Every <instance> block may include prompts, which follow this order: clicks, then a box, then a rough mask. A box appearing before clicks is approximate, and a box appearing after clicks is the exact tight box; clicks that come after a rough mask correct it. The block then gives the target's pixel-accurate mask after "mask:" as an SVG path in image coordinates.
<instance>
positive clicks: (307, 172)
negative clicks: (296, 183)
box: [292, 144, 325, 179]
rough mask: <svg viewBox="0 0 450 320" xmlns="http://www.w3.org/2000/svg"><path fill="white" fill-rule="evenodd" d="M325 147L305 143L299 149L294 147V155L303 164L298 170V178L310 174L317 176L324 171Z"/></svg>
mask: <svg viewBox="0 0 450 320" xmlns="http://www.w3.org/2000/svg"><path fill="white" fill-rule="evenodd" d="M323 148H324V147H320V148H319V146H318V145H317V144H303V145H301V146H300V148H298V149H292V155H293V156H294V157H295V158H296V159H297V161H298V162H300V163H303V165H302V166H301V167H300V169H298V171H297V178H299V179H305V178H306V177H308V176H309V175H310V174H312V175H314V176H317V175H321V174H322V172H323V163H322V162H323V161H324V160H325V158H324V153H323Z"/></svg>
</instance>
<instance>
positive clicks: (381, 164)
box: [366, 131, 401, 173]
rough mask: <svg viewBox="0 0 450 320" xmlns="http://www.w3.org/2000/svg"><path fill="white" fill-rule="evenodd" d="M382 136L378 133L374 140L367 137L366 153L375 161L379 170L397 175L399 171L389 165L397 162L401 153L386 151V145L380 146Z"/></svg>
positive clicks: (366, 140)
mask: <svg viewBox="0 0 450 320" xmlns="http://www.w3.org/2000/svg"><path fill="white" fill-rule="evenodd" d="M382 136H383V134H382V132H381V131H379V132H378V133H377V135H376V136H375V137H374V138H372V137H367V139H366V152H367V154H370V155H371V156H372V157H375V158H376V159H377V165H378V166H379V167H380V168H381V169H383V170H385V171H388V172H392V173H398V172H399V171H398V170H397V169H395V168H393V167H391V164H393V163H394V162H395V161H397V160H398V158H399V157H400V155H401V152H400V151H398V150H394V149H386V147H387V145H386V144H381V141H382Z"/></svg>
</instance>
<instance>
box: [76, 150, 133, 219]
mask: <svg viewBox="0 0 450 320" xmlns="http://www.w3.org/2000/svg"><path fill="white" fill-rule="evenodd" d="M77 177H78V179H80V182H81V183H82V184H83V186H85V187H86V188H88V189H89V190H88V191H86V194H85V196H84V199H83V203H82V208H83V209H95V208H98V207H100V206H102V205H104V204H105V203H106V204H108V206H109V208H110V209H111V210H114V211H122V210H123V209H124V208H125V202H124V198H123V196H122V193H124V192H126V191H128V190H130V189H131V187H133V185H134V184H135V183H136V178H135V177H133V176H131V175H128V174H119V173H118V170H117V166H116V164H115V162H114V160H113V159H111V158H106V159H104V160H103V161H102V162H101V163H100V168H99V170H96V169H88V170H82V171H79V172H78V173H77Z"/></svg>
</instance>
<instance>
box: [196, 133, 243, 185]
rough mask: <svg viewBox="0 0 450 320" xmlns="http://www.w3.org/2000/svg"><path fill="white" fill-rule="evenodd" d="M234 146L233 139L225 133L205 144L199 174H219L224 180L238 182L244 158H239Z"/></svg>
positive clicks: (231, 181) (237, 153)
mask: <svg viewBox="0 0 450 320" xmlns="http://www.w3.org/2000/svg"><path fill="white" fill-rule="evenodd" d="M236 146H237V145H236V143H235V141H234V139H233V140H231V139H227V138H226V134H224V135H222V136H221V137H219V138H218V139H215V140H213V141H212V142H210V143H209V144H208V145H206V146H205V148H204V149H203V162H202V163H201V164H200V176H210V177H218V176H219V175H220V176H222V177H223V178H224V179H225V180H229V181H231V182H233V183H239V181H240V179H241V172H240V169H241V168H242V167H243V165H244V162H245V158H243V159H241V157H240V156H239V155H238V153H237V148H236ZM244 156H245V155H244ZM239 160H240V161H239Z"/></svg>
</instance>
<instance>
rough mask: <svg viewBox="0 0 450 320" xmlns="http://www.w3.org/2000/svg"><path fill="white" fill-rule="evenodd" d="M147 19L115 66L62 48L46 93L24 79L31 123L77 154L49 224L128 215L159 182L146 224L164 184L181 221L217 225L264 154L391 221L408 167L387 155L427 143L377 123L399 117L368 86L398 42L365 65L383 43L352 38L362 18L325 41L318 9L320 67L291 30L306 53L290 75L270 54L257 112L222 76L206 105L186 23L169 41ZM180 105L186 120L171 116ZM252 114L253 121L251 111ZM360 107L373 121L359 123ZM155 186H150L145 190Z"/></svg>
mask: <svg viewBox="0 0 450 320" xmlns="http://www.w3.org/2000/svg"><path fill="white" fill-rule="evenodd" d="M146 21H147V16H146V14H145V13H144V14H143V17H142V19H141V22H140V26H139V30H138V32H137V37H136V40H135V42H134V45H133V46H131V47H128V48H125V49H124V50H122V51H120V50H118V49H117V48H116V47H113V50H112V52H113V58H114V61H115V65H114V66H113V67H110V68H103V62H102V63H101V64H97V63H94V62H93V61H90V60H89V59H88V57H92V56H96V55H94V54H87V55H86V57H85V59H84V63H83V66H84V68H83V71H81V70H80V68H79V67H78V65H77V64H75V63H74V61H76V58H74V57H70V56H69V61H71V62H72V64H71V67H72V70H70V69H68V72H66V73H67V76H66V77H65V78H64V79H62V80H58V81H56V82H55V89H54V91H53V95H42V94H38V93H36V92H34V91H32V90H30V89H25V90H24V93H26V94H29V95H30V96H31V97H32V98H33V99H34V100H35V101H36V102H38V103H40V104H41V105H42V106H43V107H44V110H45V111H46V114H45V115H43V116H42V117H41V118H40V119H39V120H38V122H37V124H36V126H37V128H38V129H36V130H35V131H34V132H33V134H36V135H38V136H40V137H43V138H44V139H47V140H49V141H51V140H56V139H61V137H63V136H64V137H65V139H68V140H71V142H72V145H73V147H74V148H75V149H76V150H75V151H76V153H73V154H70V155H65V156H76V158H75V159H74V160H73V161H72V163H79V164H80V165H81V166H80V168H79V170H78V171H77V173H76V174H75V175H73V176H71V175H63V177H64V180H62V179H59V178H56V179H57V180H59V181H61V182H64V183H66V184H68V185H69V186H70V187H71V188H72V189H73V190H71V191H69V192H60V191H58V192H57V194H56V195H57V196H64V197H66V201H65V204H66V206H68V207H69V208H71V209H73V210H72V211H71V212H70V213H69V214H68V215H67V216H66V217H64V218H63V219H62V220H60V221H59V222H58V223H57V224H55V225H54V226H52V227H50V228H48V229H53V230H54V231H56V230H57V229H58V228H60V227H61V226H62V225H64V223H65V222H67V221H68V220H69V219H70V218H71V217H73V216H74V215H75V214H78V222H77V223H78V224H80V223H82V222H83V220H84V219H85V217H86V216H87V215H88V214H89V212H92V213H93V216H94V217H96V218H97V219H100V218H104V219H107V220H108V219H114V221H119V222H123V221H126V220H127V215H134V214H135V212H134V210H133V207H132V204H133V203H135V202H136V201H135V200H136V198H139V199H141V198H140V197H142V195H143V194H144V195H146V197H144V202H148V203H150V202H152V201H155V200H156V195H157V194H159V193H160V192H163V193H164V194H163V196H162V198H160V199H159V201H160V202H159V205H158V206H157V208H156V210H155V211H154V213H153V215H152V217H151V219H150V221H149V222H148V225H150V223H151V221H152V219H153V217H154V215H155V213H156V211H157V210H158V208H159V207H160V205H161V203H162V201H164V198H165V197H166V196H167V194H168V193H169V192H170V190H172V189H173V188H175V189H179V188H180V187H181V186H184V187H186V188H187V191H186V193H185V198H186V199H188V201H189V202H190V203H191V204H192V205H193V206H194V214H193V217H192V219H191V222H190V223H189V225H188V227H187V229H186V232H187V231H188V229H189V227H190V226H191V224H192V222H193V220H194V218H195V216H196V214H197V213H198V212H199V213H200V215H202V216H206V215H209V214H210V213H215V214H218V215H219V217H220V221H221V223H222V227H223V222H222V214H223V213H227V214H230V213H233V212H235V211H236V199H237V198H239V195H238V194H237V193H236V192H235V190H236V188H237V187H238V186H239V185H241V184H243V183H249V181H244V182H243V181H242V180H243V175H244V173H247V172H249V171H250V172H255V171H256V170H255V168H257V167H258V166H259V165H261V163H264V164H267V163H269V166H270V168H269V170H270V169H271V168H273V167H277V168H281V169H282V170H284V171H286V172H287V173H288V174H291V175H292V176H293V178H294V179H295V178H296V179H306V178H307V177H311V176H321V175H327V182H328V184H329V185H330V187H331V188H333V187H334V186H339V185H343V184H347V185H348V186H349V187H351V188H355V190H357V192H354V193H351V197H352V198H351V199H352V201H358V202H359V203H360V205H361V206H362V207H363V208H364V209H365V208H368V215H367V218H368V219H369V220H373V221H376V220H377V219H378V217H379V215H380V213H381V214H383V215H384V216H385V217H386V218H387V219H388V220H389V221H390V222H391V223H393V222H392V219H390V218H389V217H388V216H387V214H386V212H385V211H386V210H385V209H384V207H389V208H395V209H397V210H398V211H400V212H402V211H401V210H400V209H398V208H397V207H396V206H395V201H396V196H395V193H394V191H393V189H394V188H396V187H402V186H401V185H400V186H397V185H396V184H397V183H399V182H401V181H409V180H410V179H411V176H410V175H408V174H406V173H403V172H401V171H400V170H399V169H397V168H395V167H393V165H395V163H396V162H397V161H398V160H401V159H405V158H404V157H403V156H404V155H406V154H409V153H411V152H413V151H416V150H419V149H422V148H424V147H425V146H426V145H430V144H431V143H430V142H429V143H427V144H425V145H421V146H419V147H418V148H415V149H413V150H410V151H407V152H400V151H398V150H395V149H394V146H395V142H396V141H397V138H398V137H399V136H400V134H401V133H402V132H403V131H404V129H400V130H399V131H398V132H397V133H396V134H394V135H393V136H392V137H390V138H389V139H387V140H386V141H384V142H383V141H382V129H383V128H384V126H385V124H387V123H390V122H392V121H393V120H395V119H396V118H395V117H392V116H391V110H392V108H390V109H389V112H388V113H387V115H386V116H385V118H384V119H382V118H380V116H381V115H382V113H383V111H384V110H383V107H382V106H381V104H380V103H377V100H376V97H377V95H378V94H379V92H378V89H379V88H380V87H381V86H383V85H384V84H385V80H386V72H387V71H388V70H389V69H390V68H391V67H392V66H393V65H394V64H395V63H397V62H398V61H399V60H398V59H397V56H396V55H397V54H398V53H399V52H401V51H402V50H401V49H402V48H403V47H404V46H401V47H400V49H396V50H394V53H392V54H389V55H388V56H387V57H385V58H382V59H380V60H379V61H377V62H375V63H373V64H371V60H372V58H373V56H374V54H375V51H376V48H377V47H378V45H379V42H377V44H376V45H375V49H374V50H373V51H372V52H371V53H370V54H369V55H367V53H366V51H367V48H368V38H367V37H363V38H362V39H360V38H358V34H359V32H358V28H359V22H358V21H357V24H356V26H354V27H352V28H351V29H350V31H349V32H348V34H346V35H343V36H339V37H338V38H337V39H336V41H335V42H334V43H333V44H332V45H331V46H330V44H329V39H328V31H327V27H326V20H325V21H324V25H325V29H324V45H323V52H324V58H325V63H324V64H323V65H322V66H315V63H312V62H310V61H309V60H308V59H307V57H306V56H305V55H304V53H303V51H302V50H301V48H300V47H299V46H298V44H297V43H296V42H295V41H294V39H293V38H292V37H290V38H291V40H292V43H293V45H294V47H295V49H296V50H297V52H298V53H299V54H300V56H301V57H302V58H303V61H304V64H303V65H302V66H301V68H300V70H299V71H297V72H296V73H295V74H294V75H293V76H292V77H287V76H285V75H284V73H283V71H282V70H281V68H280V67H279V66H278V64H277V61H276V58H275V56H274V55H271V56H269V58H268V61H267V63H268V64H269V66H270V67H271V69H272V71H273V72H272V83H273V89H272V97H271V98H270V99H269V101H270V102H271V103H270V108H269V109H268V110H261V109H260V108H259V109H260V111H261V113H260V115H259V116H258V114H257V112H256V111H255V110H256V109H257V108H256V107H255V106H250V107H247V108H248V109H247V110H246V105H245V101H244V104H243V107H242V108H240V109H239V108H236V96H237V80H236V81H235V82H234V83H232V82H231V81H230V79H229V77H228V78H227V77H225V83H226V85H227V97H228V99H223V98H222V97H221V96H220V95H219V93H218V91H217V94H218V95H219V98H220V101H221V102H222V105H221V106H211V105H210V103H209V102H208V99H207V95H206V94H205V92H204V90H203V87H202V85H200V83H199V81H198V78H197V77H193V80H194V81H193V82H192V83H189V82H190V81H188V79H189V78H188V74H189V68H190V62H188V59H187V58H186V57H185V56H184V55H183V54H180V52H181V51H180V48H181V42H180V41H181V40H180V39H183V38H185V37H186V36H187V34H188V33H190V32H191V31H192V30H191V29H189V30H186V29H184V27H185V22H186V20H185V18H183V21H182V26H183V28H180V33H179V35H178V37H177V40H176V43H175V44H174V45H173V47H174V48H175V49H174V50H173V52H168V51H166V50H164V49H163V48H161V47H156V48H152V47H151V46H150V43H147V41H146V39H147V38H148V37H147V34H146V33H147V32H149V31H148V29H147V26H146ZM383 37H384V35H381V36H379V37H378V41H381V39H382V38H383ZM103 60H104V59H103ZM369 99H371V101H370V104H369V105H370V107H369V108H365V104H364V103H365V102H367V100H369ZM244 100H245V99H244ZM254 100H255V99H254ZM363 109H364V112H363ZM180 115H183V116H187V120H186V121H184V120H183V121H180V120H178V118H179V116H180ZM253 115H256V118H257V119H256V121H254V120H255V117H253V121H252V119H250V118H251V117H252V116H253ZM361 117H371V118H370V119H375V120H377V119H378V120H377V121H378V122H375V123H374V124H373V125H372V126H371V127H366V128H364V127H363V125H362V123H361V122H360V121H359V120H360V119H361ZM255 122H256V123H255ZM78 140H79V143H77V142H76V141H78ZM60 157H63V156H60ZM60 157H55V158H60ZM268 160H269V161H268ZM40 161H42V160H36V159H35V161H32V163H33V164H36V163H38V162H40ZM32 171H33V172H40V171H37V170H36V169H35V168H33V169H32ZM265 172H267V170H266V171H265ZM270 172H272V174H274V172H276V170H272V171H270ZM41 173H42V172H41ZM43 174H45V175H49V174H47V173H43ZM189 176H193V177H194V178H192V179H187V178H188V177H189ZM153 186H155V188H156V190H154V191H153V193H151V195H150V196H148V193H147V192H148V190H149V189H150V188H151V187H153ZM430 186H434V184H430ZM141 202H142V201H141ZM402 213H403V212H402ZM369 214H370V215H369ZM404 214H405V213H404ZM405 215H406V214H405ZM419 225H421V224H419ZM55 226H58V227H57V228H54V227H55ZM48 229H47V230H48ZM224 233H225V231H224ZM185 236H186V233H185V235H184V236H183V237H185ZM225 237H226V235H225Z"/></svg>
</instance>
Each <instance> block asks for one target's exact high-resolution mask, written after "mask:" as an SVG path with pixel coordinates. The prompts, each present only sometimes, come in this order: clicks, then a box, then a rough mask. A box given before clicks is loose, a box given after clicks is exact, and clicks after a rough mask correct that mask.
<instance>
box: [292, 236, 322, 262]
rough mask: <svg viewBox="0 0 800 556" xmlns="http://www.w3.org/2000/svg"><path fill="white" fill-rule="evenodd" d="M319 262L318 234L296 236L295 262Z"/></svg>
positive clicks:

-- -- --

**TASK STATEMENT:**
Could you return exactly the stretch of the data above that starts at the line with "box: [366, 131, 401, 173]" and ends at the line with "136L378 133L374 140L367", both lines included?

**ANSWER SECTION:**
box: [366, 131, 401, 173]
rough mask: <svg viewBox="0 0 450 320" xmlns="http://www.w3.org/2000/svg"><path fill="white" fill-rule="evenodd" d="M382 136L378 133L374 140L367 137L366 153L375 161L379 170L397 175L399 171L389 165L397 162L401 153L386 151V145L380 146Z"/></svg>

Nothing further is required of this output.